BEGIN INFORMATION GIVEN
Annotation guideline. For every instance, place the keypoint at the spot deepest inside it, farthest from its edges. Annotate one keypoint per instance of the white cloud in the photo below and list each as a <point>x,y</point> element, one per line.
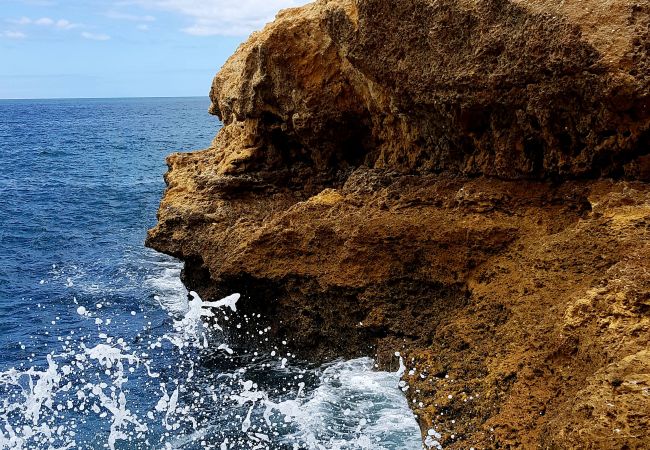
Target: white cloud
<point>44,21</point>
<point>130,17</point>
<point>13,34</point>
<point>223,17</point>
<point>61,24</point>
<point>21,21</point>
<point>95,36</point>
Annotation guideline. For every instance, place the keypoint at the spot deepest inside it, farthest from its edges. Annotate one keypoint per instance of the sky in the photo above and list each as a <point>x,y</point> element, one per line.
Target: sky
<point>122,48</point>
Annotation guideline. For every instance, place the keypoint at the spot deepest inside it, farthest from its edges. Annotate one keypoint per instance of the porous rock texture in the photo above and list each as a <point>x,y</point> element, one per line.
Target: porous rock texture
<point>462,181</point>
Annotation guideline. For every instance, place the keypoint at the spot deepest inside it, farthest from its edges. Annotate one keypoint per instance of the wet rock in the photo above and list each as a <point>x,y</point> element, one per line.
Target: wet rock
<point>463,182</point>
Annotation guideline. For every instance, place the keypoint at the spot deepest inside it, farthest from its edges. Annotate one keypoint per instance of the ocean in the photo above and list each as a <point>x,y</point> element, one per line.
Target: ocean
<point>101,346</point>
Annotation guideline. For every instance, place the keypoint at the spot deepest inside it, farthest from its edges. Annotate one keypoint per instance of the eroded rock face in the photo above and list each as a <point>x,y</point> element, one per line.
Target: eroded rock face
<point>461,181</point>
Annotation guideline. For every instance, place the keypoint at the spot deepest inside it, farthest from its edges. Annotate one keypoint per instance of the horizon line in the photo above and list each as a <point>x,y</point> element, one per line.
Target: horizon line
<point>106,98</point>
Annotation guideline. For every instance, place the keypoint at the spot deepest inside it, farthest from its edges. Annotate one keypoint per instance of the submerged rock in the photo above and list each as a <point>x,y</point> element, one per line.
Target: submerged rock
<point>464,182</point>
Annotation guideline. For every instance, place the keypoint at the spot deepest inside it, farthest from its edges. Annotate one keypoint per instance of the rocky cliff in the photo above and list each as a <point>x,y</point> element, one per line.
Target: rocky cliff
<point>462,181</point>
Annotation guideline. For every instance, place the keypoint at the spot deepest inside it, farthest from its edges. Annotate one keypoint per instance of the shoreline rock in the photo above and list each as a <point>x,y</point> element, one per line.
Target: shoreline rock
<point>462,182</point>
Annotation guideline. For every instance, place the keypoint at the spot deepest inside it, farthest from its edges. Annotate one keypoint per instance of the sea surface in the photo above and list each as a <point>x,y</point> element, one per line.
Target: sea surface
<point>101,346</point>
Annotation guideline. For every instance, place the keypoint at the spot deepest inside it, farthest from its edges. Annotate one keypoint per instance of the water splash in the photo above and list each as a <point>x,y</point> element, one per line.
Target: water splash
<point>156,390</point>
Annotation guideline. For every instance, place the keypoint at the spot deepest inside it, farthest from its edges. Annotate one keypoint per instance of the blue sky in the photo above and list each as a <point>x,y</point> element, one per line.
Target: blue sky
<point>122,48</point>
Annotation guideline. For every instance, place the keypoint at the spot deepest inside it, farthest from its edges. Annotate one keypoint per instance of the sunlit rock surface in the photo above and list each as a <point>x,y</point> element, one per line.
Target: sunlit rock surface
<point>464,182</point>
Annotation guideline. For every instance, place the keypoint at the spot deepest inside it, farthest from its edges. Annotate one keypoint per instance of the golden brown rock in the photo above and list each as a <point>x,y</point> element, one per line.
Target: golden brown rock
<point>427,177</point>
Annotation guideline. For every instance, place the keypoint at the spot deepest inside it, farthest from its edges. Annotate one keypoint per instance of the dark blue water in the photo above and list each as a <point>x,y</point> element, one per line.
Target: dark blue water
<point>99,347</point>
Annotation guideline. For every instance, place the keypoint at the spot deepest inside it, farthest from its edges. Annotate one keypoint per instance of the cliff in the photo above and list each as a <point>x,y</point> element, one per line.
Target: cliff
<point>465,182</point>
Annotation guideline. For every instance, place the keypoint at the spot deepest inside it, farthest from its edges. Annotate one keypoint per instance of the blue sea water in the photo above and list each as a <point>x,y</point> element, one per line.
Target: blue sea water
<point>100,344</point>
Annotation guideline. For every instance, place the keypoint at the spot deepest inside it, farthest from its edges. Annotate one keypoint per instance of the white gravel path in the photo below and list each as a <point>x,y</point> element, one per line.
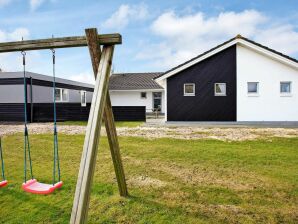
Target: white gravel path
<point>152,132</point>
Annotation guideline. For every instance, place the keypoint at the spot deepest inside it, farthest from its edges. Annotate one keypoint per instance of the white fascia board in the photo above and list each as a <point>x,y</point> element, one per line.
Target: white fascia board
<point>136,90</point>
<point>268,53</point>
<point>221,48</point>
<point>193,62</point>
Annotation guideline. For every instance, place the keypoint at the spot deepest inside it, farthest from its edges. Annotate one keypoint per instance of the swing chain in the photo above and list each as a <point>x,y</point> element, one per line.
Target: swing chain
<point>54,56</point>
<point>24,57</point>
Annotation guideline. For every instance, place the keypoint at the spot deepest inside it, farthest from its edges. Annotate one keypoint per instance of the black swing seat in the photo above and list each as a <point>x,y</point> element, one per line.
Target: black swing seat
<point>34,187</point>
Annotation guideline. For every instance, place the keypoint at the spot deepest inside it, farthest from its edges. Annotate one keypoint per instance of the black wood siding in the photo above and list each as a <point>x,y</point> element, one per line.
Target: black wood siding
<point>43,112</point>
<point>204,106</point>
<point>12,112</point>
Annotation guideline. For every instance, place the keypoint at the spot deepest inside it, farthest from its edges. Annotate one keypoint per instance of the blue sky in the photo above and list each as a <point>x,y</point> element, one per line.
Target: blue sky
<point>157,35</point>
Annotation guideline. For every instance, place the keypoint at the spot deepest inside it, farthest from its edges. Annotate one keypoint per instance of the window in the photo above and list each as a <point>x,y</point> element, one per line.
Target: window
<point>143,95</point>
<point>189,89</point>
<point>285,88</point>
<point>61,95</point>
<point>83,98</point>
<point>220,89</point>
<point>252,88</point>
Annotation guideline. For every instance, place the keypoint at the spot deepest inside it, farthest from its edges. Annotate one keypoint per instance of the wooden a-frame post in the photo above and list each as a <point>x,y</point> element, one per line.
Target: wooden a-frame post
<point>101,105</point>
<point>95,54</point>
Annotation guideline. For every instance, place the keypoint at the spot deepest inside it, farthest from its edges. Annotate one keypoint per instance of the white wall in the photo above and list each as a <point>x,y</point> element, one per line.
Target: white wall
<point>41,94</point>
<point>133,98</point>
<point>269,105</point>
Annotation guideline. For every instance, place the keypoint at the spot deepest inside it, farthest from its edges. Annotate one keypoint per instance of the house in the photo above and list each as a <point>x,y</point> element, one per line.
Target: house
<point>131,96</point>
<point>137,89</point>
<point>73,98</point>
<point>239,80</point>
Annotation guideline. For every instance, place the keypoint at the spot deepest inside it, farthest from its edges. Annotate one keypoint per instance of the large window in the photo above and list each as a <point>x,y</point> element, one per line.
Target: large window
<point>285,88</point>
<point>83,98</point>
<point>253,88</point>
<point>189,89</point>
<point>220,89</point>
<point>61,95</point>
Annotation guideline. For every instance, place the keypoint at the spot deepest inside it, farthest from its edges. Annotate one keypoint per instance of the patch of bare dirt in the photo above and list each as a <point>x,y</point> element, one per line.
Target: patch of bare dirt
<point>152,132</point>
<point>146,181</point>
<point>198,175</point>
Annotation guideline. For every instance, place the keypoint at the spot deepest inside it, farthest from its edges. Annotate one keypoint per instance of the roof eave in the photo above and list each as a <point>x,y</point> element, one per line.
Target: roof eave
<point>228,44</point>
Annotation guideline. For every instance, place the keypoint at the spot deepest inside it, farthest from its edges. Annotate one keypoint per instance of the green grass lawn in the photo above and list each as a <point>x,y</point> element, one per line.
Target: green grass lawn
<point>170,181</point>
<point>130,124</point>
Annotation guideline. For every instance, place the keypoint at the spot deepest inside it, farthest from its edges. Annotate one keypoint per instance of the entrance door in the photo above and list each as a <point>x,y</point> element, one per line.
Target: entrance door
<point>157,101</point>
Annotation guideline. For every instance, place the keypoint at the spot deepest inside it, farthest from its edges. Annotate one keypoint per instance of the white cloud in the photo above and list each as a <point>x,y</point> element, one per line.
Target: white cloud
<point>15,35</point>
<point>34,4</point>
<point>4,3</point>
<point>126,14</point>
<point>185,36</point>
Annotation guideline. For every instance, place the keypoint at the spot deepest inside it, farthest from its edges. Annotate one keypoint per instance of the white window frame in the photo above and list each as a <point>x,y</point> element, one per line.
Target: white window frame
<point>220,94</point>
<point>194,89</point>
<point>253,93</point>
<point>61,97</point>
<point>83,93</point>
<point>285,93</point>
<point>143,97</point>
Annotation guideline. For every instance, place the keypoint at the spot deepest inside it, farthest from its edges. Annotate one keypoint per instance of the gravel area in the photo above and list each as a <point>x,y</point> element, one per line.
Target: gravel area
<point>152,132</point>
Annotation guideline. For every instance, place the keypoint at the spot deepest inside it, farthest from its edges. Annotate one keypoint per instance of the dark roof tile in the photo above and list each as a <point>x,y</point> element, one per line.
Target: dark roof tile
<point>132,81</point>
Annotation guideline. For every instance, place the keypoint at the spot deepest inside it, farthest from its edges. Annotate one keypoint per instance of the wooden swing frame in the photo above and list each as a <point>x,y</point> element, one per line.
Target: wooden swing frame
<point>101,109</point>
END INFORMATION GIVEN
WHAT TO DO ▸ Can you write out the stretch from the line containing "cloud in the photo above" through the line containing "<point>143,97</point>" again, substituting "white window trim" for "white window frame" and changing nothing else?

RESPONSE BELOW ▸
Annotation guideline. For every instance, place the keypoint at the spot deepest inside it, farthest from its edges. Annotate one keypoint per instance of the white cloud in the photo above and list each as a <point>x,y</point> element, one per line.
Target: white cloud
<point>15,35</point>
<point>34,4</point>
<point>4,3</point>
<point>126,14</point>
<point>185,36</point>
Annotation guideline. For every instance, place the keypoint at the spot deepest inside it, farthest from its edges. Annotate one keypoint per instance of the white window trim in the photo above and list each as a <point>x,y</point> element, one per line.
Target: white window trim
<point>220,94</point>
<point>194,89</point>
<point>253,93</point>
<point>61,97</point>
<point>83,93</point>
<point>285,93</point>
<point>143,97</point>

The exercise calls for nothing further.